Stored items:
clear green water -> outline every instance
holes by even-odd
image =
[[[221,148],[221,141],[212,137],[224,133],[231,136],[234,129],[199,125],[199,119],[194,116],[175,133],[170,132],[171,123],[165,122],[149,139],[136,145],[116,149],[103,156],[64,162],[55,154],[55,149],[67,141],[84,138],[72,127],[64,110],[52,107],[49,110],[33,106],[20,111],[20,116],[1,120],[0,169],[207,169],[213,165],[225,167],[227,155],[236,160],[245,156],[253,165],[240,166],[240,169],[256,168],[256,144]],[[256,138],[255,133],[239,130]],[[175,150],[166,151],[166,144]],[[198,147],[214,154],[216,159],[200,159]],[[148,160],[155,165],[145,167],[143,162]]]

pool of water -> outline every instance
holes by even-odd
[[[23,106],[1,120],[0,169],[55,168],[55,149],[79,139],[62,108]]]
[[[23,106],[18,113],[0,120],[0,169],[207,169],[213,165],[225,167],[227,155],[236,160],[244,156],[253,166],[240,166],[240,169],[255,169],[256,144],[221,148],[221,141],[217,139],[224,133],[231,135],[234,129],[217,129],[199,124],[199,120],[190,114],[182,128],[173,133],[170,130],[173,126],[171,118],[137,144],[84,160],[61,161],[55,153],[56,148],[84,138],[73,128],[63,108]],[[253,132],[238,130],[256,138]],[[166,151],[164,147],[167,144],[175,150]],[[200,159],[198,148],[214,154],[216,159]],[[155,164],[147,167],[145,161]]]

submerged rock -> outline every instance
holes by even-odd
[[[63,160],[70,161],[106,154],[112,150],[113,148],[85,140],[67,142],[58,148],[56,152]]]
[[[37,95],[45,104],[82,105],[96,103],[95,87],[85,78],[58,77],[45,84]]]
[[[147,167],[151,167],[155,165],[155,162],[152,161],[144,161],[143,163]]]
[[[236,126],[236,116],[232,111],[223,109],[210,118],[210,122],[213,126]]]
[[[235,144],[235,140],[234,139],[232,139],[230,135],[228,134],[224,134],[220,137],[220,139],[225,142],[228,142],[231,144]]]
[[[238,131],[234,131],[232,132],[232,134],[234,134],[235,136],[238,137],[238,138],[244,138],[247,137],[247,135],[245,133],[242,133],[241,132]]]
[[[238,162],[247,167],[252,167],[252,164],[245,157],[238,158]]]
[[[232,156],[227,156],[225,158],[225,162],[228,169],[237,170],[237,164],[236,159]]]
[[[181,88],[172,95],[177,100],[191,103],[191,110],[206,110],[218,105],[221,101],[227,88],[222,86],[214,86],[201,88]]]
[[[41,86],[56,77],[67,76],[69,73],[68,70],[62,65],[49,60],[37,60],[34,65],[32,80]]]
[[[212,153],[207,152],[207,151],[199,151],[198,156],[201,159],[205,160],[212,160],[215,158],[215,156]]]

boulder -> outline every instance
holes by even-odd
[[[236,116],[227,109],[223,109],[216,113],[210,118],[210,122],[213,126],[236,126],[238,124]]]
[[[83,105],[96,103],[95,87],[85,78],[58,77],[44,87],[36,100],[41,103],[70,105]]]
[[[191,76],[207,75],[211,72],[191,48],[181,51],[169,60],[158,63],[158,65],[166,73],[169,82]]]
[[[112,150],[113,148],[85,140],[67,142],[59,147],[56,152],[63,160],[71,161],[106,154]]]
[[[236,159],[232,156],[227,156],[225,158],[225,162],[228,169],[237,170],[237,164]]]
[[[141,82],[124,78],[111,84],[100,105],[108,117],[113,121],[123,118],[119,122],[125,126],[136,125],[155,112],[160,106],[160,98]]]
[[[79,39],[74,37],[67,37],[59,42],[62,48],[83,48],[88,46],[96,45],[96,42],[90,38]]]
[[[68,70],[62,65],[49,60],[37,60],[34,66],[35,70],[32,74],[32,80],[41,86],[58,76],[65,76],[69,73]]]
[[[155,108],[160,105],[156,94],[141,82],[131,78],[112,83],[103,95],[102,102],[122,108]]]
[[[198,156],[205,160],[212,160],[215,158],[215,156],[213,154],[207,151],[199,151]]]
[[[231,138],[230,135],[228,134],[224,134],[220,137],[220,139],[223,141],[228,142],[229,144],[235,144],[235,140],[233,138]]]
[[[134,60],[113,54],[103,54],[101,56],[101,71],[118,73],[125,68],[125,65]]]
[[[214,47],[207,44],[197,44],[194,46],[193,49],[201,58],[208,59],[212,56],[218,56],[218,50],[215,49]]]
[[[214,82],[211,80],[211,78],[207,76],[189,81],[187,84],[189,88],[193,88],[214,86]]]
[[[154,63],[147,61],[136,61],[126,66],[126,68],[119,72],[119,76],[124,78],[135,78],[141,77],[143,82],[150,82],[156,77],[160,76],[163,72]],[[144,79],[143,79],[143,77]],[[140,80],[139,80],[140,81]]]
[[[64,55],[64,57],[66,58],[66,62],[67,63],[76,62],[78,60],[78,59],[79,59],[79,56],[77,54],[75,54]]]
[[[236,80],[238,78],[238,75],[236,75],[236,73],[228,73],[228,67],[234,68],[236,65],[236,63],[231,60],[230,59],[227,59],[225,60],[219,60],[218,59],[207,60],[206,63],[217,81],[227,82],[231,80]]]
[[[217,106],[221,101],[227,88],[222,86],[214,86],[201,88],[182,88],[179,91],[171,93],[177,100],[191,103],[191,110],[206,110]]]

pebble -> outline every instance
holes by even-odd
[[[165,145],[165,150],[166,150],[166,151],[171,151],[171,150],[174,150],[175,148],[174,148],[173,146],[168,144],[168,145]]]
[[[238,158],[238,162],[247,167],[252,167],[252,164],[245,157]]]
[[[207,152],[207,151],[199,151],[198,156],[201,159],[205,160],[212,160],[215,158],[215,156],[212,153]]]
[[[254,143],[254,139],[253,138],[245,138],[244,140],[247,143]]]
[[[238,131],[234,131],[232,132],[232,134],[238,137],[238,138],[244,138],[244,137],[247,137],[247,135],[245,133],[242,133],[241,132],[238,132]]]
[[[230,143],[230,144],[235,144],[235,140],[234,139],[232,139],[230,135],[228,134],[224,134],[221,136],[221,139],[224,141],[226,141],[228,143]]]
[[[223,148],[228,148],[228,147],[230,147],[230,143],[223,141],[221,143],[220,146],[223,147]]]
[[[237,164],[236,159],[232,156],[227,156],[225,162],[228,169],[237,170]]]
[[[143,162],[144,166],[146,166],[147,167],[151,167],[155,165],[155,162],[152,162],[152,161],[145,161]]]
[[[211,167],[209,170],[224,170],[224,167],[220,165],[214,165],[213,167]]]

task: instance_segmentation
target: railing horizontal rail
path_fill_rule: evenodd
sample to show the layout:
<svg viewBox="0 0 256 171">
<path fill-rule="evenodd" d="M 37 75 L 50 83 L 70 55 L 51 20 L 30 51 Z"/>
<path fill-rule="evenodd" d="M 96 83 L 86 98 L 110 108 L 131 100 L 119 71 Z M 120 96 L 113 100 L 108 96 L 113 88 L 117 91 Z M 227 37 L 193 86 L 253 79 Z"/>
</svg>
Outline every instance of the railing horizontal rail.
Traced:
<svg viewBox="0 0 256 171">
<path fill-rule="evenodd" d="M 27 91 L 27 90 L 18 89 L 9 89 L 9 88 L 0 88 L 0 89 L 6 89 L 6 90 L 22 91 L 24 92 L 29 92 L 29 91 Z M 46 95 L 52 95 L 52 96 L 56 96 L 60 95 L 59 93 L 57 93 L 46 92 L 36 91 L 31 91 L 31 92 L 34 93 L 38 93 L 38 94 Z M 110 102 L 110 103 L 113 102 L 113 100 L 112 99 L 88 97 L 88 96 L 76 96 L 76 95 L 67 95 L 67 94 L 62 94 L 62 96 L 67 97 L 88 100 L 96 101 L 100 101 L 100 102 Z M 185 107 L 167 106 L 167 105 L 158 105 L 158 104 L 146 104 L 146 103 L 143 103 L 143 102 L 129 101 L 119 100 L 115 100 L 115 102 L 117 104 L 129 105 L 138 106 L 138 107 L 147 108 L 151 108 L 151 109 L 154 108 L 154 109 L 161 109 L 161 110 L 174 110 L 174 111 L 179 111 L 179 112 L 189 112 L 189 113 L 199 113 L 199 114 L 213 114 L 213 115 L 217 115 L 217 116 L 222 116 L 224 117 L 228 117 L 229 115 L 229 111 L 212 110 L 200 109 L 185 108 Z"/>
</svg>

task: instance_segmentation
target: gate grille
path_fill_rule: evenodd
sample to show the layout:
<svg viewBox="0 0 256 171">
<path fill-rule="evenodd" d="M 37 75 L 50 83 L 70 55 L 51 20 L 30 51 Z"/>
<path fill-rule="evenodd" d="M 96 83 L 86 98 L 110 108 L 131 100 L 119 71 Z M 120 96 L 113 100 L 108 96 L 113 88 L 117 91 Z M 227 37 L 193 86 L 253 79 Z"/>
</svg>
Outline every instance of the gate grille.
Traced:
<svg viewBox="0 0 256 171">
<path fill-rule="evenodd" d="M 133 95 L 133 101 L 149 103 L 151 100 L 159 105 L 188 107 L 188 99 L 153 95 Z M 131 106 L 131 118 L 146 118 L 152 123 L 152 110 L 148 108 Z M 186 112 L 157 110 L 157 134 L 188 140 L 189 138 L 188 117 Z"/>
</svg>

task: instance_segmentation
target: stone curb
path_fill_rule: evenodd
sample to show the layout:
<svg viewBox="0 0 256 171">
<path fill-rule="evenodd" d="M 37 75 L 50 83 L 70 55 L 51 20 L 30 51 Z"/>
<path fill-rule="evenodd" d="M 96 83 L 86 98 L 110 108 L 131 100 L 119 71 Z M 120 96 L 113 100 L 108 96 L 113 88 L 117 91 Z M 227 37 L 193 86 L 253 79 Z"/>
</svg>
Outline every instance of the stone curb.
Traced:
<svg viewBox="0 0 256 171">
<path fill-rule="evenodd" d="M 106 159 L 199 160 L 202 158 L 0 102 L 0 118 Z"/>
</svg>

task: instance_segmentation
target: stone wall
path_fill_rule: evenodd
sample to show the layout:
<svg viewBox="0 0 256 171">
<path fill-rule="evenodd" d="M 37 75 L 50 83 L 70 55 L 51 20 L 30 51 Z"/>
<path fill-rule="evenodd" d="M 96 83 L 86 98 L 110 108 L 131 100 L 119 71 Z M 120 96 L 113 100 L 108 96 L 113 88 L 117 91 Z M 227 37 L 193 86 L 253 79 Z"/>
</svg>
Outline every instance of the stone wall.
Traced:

OBJECTIVE: Put everything from the line containing "pebble -> outline every instance" down to the line containing "[[[238,158],[238,162],[247,167],[252,167],[252,164],[245,157]]]" into a Markdown table with the columns Row and Line. Number each row and leave out blank lines.

RESULT BELOW:
| Row | Line |
|---|---|
| 1 | pebble -> outline every instance |
| 2 | holes by even-odd |
| 3 | [[[165,145],[165,150],[166,150],[166,151],[171,151],[171,150],[174,150],[175,148],[174,148],[173,146],[168,144],[168,145]]] |
| 4 | [[[238,158],[238,162],[247,167],[252,167],[252,164],[245,157]]] |